- [Teks yang Disediakan]:
=-=-=-=-=

Kekuatan mantan pensiunan Jenderal TNI ini juga tidak main-main. Bahkan secara terbuka mereka menjadi bagian dari voluntarisme baru dalam dinamika relawan-relawan yang mendukung Jokowi.
PinterPolitik.com
[dropcap]A[/dropcap]llan Nairn, pada April 2017 mempublikasikan sebuah hasil investigasi yang cukup membuat wacana politik memanas karena bersamaan dengan Pilkada DKI Jakarta. Allan Nairn, seorang jurnalis investigasi menjelaskan bagaimana demo yang dilakukan selama berjilid-jilid itu merupakan dalih untuk melakukan makar terhadap Presiden Jokowi. Garis besar yang dikemukakan Allan adalah langkah Jokowi dalam menyikapi peristiwa pembantaian sipil 1965—dan lebih cenderung melakukan konfrontasi langsung dalam tradisi rahasia dalam tubuh militer.

=-=-=-=-=

- [Data yang Diberikan]:

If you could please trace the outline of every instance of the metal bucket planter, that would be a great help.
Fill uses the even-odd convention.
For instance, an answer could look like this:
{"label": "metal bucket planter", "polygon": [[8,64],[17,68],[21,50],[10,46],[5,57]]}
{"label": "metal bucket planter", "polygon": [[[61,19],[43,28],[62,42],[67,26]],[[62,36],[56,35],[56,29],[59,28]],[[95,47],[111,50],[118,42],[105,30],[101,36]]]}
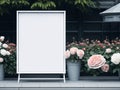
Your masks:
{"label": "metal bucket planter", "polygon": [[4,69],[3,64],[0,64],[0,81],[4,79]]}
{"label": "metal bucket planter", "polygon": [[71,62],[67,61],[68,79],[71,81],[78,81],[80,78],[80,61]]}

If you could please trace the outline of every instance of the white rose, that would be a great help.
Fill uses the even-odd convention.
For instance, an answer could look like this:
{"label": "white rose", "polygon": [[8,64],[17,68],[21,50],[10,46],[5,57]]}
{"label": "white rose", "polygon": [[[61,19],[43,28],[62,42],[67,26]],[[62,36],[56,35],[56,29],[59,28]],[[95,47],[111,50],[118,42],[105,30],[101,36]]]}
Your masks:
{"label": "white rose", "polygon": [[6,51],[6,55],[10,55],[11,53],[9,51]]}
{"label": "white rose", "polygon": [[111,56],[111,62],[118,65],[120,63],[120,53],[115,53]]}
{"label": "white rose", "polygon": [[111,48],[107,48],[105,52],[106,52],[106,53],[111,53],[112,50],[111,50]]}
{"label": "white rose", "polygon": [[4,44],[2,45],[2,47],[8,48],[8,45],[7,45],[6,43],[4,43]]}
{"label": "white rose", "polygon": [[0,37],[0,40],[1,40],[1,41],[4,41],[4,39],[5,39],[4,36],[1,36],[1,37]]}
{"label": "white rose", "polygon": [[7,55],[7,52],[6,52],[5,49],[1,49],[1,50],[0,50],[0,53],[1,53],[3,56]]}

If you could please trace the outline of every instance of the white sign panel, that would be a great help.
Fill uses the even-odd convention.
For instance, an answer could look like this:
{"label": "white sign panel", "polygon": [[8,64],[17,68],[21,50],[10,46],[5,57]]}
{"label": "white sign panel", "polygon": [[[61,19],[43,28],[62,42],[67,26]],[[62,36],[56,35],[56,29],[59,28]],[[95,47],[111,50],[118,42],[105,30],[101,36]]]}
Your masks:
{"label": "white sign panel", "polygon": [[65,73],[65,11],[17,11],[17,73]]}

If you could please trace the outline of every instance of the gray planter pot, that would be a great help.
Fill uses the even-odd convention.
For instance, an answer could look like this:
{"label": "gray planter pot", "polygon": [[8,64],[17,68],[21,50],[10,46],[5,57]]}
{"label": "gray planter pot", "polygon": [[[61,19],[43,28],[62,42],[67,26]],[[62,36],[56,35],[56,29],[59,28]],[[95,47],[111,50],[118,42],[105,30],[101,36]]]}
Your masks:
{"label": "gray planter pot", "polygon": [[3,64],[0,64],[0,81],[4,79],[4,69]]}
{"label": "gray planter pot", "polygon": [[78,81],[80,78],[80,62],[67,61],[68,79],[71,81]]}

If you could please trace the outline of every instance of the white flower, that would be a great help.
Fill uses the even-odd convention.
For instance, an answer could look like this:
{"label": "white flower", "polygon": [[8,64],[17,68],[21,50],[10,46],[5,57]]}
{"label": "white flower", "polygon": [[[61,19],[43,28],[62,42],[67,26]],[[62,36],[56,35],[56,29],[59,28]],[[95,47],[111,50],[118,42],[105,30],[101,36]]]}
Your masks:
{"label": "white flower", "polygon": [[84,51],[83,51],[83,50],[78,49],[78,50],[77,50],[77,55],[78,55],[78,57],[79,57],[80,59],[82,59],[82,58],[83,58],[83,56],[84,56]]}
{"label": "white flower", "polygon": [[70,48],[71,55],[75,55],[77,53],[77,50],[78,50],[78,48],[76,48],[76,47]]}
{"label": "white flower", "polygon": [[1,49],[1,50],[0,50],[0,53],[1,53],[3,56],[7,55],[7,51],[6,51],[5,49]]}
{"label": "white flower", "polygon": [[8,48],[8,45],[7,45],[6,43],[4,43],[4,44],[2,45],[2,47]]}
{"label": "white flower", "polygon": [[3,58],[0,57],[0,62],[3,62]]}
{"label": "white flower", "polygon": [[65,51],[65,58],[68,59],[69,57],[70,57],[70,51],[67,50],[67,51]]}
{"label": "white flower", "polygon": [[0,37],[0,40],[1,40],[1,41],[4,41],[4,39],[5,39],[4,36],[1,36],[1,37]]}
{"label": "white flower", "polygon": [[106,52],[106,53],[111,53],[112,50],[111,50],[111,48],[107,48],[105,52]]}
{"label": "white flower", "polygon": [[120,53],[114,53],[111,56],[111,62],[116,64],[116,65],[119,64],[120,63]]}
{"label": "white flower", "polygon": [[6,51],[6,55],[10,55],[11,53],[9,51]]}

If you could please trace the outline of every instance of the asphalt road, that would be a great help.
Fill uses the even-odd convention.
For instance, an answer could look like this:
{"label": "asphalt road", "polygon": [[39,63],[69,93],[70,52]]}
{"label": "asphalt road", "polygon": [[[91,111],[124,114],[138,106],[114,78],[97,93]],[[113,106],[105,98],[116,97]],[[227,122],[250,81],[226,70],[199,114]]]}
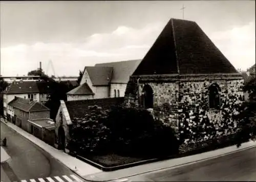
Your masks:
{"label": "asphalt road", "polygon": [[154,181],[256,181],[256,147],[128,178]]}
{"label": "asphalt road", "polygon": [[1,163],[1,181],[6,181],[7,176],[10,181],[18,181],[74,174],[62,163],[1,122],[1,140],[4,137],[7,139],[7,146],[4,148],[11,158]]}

=-=-=-=-=

- [Instruksi Kerja]:
**a.** Salin persis baris-baris dalam catatan, dari baris yang memuat "road, that would be a great help." sampai akhir catatan. Jangan sertakan gambarnya.
**b.** Lanjutkan teks tentang hasil investigasi Allan Nairn dari bagian terakhirnya.
Teks dan catatan di atas tidak saling berkaitan.

- [Hasil Tiap Tugas]:
**a.**
If you could please trace the outline of every instance of the asphalt road, that would be a great help.
Fill uses the even-odd convention.
For instance, an answer could look like this:
{"label": "asphalt road", "polygon": [[39,63],[69,93],[70,52]]}
{"label": "asphalt road", "polygon": [[[91,111],[124,114],[138,106],[114,78],[97,93]],[[113,106],[105,98],[116,97]],[[227,122],[250,81],[226,70],[199,114]]]}
Your masks:
{"label": "asphalt road", "polygon": [[154,181],[256,181],[256,147],[128,178]]}
{"label": "asphalt road", "polygon": [[1,163],[1,181],[6,181],[7,176],[10,181],[18,181],[74,174],[62,163],[1,122],[1,140],[4,137],[7,139],[7,146],[4,148],[11,158]]}

**b.**
Yang lebih mencengangkan, seperti dijelaskan oleh Allan di The Intercept—silang politik militer-pengusaha dalam usaha mendongkrak isu penistaan agama Ahok pun tidak bisa dikatakan sebagai hal yang biasa—bahkan nama SBY disebut sebagai salah satu pemberi dana—didukung dengan pernyataan Mantan Kepala Badan Intelijen Strategis (BAIS) Laksamana (Purn) Soleman B. Ponto.
Konteks politik di atas bukan pandangan yang baru dalam dinamika politik Indonesia. Buah reformasi bukan hanya mendorong kehidupan yang lebih demokratis—ada ruang politik yang memang mengalami reorganisasi yang mengambil bentuk masih sama dari apa yang ditumbangkan pada Orde Baru. Ruang politik yang direorganisasi tersebut adalah masih adanya kekuatan-kekuatan politik lama, sebuah persilangan politik antara elit-elit militer-pengusaha-politisi Orde Baru yang membuat wajah demokrasi Indonesia masih saja harus balik dalam pengaruh romantisme kekuatan-kekuatan politik rezim tersebut.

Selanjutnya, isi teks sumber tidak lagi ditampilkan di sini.